• [What is expected]: Can you update the part of the bash indirect expansion thread starting at "The exceptions to" and ending at "IFS special variable." by replacing "special variable" with "shell variable" and then write out that updated part?

• [Excerpt provided]:
---
Thursday, November 18, 2021

[SOLVED] What is indirect expansion? What does ${!var*} mean?

Issue

I'm reading "Bash Guide for Beginners". It says:

If the first character of PARAMETER is an exclamation point, Bash uses the value of the variable formed from the rest of PARAMETER as the name of the variable; this variable is then expanded and that value is used in the rest of the substitution, rather than the value of PARAMETER itself. This is known as indirect expansion.

The example given is:

franky ~> echo ${!N*}
NNTPPORT NNTPSERVER NPX_PLUGIN_PATH

I don't quite understand here:

the value of the variable formed from the rest of PARAMETER

As the PARAMETER is just !N*, then

the rest of PARAMETER

is just N*. How could this form a variable? Did Bash search all possible command there?


Solution

If you read the bash man page, it basically confirms what you have stated:

If the first character of parameter is an exclamation point (!), a level of variable indirection is introduced. Bash uses the value of the variable formed from the rest of parameter as the name of the variable; this variable is then expanded and that value is used in the rest of the substitution, rather than the value of parameter itself. This is known as indirect expansion.

However, reading on from there:

The exceptions to this are the expansions of ${!prefix*} and ${!name[@]} described below.

${!prefix*} Names matching prefix. Expands to the names of variables whose names begin with prefix, separated by the first character of the IFS special variable.

In other words, your particular example ${!N*} is an exception to the rule you quoted. It does, however, work as advertised in the expected cases, such as:

$ export xyzzy=plugh ; export plugh=cave

$ echo ${xyzzy}  # normal, xyzzy to plugh
plugh

$ echo ${!xyzzy} # indirection, xyzzy to plugh to cave
cave


Answered By - paxdiablo
---
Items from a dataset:
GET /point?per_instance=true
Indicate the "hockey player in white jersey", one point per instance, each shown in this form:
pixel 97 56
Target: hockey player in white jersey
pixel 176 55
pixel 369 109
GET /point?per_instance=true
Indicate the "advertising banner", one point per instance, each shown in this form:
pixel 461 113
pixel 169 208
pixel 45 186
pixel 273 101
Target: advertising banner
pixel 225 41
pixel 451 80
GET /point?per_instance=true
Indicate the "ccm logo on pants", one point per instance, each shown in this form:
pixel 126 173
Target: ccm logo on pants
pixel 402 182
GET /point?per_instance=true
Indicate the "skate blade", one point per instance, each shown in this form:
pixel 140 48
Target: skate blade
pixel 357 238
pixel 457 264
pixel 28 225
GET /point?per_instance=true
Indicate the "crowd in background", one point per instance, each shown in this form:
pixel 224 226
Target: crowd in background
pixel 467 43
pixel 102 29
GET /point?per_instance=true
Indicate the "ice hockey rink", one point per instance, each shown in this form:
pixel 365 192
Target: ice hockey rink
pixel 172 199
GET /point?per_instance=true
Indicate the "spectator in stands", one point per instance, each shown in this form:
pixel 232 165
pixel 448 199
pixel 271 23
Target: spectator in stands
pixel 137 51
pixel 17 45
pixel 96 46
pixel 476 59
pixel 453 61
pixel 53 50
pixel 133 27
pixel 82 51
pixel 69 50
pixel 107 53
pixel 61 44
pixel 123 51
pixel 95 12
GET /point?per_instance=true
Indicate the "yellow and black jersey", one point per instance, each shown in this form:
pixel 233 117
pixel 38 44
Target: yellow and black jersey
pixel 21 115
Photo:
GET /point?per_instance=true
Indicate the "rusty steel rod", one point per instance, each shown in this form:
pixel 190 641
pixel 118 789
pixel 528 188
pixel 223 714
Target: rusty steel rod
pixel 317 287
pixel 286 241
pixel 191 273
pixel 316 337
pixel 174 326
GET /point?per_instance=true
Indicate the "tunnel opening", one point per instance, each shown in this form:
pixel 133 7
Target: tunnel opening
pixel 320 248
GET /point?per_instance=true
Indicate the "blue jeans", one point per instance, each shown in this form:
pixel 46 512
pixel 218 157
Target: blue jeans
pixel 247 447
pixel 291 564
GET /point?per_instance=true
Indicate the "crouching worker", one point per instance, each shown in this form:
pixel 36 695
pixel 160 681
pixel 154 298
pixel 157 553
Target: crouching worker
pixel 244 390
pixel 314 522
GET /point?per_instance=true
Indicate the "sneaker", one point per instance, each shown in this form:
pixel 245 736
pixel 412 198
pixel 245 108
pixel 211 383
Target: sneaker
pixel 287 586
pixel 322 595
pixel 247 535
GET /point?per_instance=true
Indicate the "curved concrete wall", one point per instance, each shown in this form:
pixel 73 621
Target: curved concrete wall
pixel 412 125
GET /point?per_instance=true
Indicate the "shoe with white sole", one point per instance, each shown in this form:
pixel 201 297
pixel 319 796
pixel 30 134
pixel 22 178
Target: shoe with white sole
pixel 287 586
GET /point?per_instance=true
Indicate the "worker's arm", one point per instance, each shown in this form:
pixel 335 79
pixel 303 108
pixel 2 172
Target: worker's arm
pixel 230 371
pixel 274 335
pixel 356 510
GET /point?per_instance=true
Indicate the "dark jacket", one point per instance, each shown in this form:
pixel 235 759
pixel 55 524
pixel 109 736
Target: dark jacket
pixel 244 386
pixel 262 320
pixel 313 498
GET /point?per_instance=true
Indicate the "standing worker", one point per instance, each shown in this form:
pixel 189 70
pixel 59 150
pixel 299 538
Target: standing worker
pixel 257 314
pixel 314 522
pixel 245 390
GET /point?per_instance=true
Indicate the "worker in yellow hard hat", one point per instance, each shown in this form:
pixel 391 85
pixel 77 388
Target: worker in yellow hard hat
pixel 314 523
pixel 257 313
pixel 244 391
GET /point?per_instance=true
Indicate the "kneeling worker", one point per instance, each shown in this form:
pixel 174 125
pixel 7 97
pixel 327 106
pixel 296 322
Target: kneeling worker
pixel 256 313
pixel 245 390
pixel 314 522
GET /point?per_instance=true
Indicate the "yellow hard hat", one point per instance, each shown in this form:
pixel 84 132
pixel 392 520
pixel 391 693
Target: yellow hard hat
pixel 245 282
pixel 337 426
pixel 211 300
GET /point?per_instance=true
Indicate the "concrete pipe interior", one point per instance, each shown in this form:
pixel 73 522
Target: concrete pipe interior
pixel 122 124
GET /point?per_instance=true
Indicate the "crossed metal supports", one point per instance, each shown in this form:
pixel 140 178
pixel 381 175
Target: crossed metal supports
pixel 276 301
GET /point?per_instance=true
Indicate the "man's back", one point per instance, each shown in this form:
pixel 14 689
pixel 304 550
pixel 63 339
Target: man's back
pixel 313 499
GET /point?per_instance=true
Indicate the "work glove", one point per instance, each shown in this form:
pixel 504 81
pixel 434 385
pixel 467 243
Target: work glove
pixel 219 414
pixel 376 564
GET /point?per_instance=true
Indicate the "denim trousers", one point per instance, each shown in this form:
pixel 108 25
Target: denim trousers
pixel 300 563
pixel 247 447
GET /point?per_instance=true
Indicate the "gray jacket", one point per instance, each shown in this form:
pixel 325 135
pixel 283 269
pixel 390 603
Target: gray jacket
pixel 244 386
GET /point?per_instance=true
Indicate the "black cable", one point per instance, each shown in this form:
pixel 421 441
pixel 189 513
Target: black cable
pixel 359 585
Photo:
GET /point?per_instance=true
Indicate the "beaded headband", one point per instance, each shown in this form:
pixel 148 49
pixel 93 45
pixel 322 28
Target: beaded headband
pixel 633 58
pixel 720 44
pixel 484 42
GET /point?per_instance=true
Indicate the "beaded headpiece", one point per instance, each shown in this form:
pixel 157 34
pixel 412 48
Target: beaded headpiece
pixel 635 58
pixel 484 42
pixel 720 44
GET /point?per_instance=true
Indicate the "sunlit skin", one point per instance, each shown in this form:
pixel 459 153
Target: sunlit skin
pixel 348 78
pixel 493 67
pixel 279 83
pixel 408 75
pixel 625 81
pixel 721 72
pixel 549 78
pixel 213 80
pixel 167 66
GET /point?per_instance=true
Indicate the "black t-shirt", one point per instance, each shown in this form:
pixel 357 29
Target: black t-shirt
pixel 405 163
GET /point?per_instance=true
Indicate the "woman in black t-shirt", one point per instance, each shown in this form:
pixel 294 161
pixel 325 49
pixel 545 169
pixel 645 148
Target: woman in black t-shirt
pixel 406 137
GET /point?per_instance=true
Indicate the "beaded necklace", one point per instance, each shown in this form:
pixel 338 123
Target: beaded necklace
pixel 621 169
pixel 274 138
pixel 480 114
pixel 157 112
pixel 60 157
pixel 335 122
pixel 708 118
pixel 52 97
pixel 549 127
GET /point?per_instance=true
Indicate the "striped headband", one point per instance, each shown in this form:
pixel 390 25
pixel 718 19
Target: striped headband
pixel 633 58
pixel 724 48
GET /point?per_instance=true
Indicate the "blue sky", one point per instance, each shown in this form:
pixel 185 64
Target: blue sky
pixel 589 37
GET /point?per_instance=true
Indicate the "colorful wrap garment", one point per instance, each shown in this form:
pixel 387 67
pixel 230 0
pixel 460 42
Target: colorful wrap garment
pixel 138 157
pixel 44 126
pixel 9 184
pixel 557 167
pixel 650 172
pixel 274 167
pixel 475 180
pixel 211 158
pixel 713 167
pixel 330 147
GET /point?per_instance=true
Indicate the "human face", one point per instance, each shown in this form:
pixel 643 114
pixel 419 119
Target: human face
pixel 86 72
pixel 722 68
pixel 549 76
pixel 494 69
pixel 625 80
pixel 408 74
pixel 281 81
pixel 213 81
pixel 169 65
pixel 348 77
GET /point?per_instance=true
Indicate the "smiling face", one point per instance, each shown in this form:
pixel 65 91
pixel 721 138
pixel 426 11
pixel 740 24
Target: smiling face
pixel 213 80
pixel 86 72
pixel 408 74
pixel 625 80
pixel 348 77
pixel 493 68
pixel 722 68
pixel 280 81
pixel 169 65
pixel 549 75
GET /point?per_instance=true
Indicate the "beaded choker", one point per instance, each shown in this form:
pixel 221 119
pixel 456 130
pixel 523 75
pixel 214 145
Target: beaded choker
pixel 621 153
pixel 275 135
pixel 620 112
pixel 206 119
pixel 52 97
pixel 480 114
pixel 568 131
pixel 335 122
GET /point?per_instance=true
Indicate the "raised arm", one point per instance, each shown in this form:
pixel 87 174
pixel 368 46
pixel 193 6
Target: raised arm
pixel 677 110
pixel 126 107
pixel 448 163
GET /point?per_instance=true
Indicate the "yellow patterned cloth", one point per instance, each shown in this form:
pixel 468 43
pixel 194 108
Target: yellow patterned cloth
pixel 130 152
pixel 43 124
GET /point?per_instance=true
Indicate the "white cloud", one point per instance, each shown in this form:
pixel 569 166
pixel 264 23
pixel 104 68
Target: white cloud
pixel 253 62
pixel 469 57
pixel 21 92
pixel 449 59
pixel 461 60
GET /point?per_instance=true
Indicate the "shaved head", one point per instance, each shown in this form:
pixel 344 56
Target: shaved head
---
• [Full response]:
The exceptions to this are the expansions of ${!prefix*} and ${!name[@]} described below.

${!prefix*} Names matching prefix. Expands to the names of variables whose names begin with prefix, separated by the first character of the IFS shell variable.